Transcribe the material below verbatim, line by line, omitting any images.
======== Items
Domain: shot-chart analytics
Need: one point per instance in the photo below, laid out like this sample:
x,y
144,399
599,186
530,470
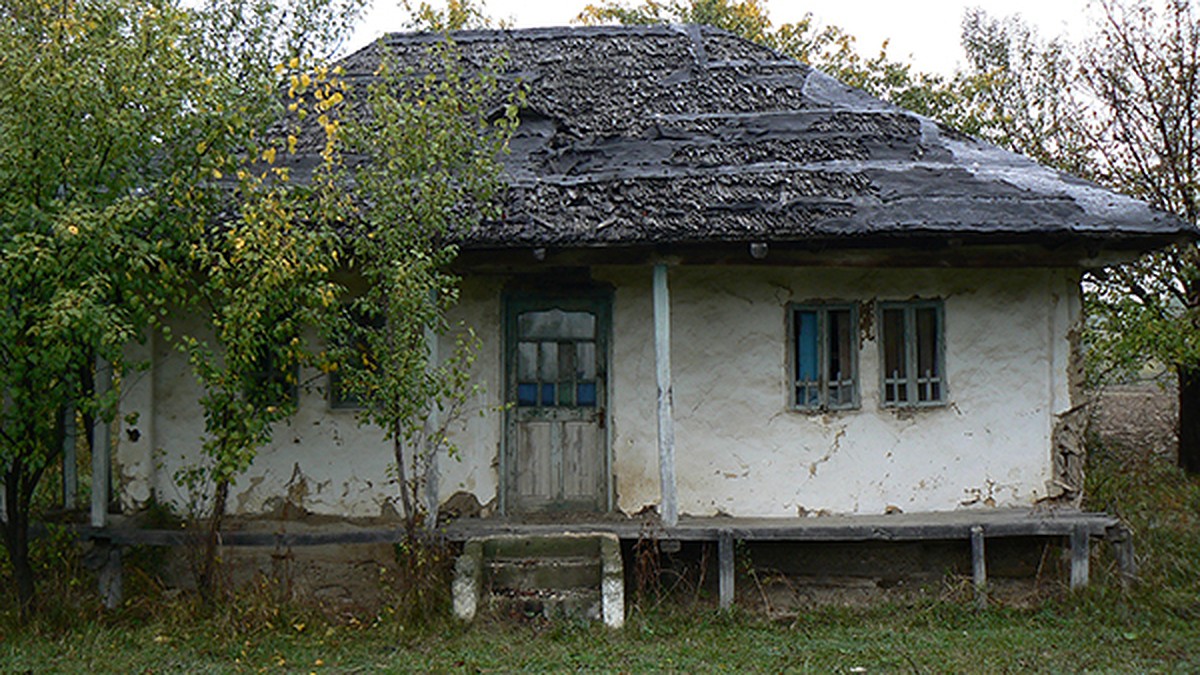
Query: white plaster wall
x,y
741,451
322,459
739,447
================
• Response to this exercise:
Domain: shot-chart analytics
Need: one point per instance in the photo below, laid out like this sample:
x,y
144,399
599,186
530,470
Query: white plaster wall
x,y
741,451
322,459
739,447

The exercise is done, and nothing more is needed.